Prompt – Of all the lines in the material, count those containing the string "white" and write only the resulting number.

Provided data –
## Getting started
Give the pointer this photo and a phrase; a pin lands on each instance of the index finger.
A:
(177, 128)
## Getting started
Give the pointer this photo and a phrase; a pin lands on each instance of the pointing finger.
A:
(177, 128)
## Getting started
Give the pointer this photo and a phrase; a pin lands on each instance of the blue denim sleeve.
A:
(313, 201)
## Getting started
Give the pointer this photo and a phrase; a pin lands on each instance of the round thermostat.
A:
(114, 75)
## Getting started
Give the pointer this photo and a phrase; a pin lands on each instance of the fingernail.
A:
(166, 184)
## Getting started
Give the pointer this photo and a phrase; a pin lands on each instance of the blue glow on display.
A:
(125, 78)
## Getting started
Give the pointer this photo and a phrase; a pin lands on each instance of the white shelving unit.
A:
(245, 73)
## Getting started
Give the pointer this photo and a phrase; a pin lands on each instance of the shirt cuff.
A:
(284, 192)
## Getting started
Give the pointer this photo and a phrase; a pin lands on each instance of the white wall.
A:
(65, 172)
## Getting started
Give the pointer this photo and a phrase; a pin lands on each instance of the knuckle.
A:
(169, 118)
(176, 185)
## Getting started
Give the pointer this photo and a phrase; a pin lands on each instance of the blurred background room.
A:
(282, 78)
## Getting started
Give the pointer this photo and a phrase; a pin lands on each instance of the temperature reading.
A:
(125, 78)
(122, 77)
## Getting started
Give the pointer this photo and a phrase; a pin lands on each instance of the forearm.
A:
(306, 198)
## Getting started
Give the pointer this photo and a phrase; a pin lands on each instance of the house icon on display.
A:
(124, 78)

Solution to this task – 2